The State of Qatar has long been accused of acting as a conduit for the flow of funds to the Islamic State of Iraq and the Levant. While there is no proof that the Qatari government is behind the movement of funds from the gas-rich nation to IS, it has been criticized for not doing enough to stem the flow of financing. Private donors within Qatar, sympathetic to the aims of radical groups such as al-Nusra Front and IS, are believed to be channelling their resources to support these organisations. According to the U.S. Treasury Department, a number of terrorist financiers have been operating in Qatar. Qatari citizen Abd al Rahman al Nuaymi has served as an interlocutor between Qatari donors and leaders of al-Qaeda in Iraq (AQI). Nuaymi reportedly oversaw the transfer of US$2 million per month to AQI over a period of time. Nuaymi is also one of several of Qatar-based al-Qaeda financiers sanctioned by the U.S.Treasury in recent years. According to some reports, U.S. officials believe that the largest portion of private donations supporting IS and al-Qaeda-linked groups now comes from Qatar rather than Saudi Arabia.

In August 2014, a German minister Gerd Müller accused Qatar of having links to IS, stating "You have to ask who is arming, who is financing ISIS (IS) troops. The keyword there is Qatar". Qatari foreign minister Khalid bin Mohammad Al Attiyah stated: "Qatar does not support extremist groups, including [IS], in any way. We are repelled by their views, their violent methods and their ambitions."

Website The Daily Beast in June 2014 accused wealthy donors in Saudi Arabia and Qatar of having funded IS in the past. Iran and Iraqi Prime Minister Nouri al-Maliki have accused the governments of Saudi Arabia and Qatar of funding the group. Ahead of the pro-Iraq, anti-IS conference held in Paris on 15 September 2014, France's foreign minister acknowledged that a number of countries at the table had "very probably" financed IS's advances. According to The Atlantic, IS may have been a major part of Saudi Arabian Bandar bin Sultan's covert-ops strategy in Syria.

:: Check your understanding ::
a) In the text on Qatar and IS funding, recast the paragraph that opens "Website The Daily Beast in June 2014" as a bulleted list, keeping its main facts.
b) Answer these questions from the text on Qatar and IS funding:
(i) How much money per month did Abd al Rahman al Nuaymi reportedly oversee transferring to AQI?
(ii) Which German minister accused Qatar of links to IS in August 2014?
(iii) On what date was the anti-IS conference in Paris held?
c) According to the Qatari foreign minister's statement in the text on Qatar and IS funding, why does Qatar not support extremist groups such as IS?
The material that follows has no connection to the text about Qatar and funding for IS.

:: Record extracts ::
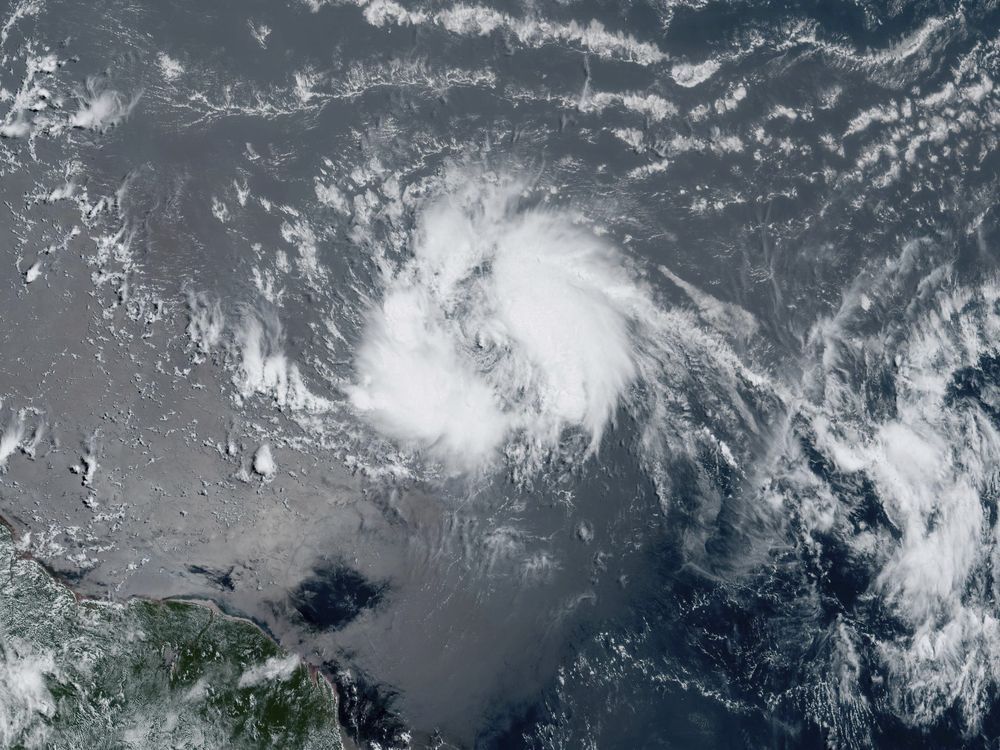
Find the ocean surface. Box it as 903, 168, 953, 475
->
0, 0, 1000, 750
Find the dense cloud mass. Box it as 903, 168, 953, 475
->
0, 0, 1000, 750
==
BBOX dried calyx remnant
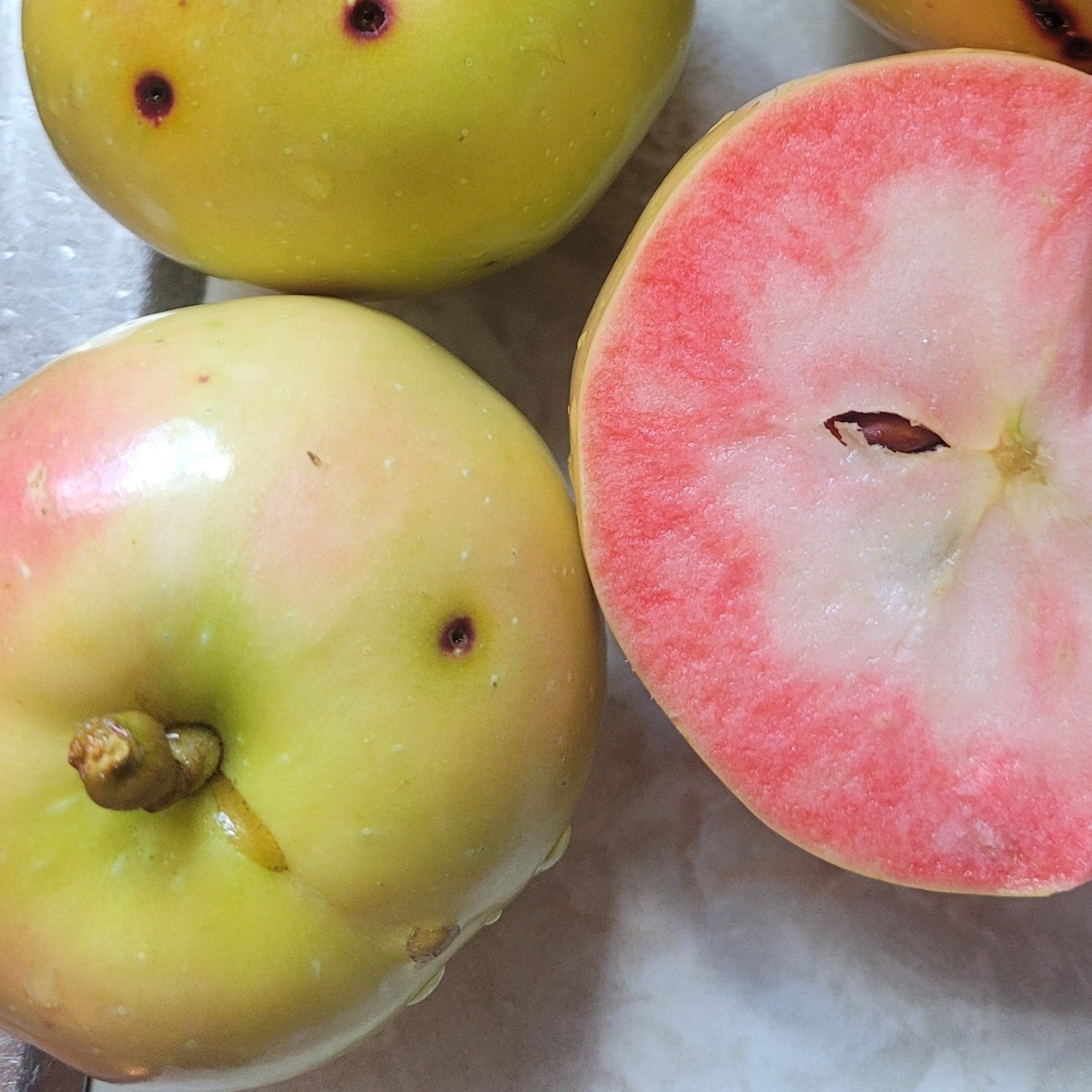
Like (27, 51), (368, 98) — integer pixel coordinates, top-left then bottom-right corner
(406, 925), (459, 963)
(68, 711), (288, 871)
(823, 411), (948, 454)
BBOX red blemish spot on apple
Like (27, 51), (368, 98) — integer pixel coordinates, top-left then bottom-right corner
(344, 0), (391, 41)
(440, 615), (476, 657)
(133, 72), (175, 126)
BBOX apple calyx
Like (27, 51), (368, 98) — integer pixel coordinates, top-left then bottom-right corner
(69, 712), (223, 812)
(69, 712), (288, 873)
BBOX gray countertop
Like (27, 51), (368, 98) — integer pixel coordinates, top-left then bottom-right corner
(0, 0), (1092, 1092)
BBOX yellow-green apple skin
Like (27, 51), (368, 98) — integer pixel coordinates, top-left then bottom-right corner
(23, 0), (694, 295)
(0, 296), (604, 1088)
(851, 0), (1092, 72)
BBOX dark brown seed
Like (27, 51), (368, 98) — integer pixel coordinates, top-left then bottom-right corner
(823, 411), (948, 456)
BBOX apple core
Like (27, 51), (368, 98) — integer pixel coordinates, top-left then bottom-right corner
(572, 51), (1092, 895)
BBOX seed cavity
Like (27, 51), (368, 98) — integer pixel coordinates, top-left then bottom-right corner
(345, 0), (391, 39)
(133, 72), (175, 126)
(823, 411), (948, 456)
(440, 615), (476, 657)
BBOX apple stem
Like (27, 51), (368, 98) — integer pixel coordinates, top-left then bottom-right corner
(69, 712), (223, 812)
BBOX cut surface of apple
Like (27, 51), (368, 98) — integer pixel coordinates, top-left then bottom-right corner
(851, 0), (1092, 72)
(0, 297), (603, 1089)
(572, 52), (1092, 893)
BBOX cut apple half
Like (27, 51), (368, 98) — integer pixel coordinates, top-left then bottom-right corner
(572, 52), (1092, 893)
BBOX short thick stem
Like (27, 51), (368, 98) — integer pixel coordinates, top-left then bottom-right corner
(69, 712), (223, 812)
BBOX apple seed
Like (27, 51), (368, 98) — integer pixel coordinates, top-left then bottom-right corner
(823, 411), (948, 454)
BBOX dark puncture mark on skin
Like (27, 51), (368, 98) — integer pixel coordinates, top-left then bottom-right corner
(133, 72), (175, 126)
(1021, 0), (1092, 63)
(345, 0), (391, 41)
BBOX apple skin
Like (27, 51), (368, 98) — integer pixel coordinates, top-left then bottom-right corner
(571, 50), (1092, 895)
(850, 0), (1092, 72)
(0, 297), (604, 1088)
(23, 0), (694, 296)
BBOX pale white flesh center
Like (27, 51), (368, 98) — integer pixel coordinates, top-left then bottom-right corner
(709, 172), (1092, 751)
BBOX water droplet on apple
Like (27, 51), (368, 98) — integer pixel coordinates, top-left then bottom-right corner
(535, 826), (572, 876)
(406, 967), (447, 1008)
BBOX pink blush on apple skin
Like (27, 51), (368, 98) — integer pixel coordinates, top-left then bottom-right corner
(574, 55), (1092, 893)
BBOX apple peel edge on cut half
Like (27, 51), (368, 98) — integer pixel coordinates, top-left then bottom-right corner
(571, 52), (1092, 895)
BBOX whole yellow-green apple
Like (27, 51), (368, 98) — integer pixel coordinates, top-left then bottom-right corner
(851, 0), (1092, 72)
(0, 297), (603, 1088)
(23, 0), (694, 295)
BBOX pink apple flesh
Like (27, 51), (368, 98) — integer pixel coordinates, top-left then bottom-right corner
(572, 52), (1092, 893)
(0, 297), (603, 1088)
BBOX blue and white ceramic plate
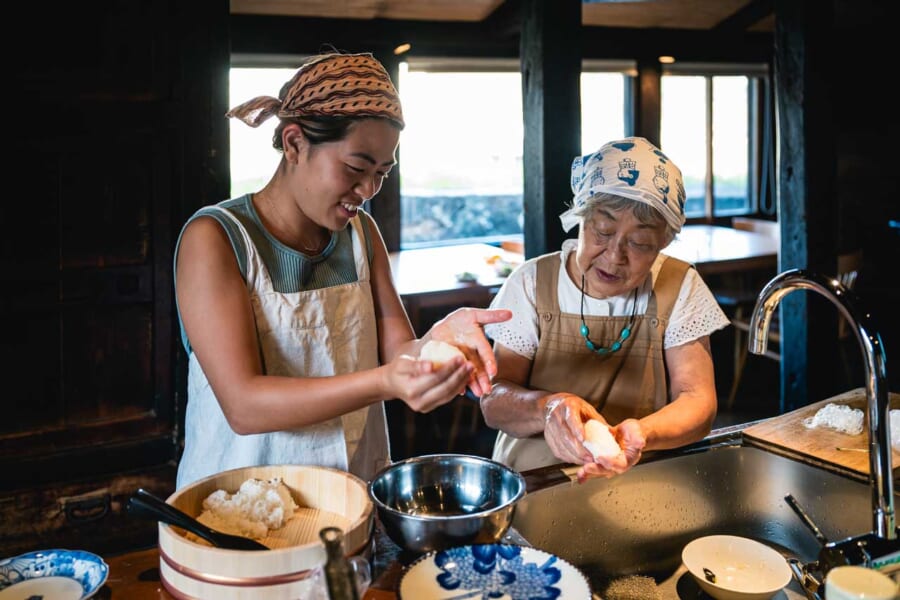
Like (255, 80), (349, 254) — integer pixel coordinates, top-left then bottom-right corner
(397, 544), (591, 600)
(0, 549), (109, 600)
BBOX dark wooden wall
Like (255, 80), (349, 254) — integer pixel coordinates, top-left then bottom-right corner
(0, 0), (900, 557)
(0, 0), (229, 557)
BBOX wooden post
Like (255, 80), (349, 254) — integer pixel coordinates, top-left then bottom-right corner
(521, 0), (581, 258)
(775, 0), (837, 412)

:: Your responses ::
a)
- In June 2014, The Daily Beast accused wealthy donors in Saudi Arabia and Qatar of having funded IS in the past.
- Iran and Iraqi Prime Minister Nouri al-Maliki accused the governments of Saudi Arabia and Qatar of funding the group.
- Before the Paris conference on 15 September 2014, France's foreign minister acknowledged that several countries at the table had "very probably" financed IS's advances.
- According to The Atlantic, IS may have been a major part of Saudi Arabian Bandar bin Sultan's covert-ops strategy in Syria.

b)
(i) US$2 million per month.
(ii) Gerd Müller.
(iii) 15 September 2014.

c) Khalid bin Mohammad Al Attiyah said Qatar is repelled by these groups' views, their violent methods and their ambitions.